= MATERIALS PROVIDED =
□ □ □ □
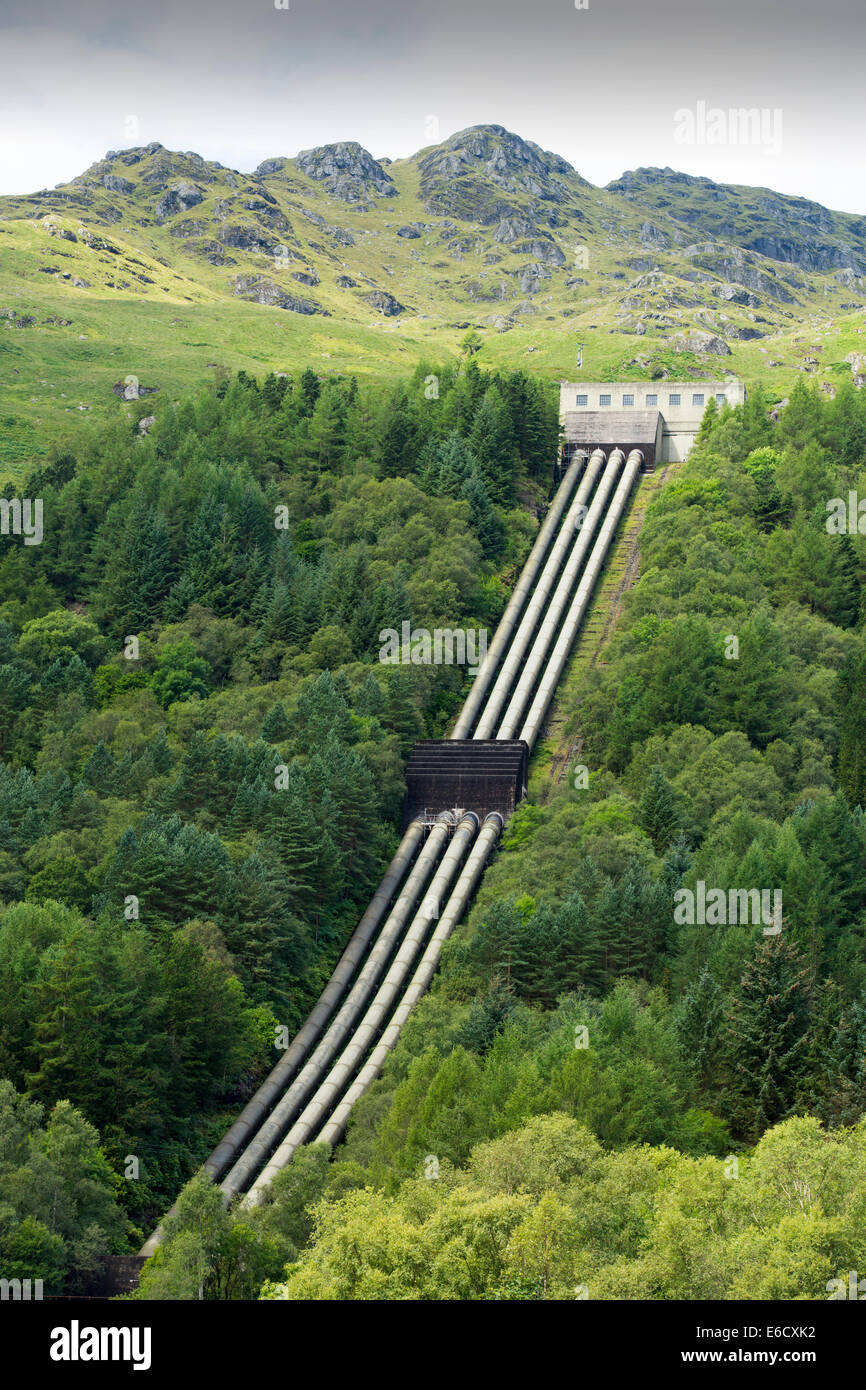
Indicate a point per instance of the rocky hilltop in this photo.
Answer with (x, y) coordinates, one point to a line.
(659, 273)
□ □ □ □
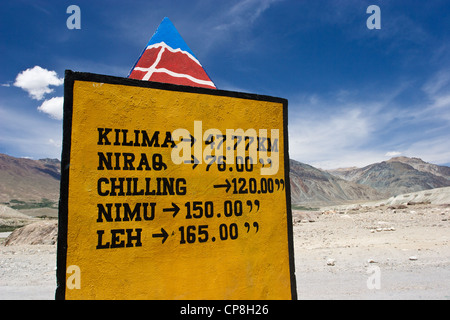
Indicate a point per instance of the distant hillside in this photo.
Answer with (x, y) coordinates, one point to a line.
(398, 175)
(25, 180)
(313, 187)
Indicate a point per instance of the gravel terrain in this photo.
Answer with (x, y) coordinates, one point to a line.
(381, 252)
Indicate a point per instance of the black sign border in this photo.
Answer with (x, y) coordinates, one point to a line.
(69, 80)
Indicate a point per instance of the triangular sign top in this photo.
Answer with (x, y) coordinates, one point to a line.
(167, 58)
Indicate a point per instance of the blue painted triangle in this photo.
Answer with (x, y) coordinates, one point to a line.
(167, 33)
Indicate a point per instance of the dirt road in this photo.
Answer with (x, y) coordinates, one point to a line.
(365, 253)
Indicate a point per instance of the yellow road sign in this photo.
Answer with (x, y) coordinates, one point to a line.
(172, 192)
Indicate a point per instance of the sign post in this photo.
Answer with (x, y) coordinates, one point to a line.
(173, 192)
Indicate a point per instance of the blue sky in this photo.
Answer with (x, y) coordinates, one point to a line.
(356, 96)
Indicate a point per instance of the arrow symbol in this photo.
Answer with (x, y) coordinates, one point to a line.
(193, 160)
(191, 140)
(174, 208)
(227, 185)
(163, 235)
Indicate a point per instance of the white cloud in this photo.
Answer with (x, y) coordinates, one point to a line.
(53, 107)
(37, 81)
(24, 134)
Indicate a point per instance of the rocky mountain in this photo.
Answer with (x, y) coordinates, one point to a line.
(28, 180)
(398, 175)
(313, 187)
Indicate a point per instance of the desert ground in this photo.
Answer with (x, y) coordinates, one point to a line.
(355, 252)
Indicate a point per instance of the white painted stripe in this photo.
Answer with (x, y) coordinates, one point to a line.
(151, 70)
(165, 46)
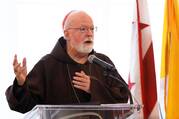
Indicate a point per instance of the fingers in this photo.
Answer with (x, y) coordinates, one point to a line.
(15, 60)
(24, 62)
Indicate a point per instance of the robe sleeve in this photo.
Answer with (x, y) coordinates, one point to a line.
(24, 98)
□ □ □ □
= WHAT YOU ARE ASKED TO DO =
Filter the records above down to the lines that contain the word "painted", copying each such line, and treat case as significant.

= SOLUTION =
Indicate a point per instance of the blue painted triangle in this photo.
Indicate a point per instance of the white painted stripe in this photo.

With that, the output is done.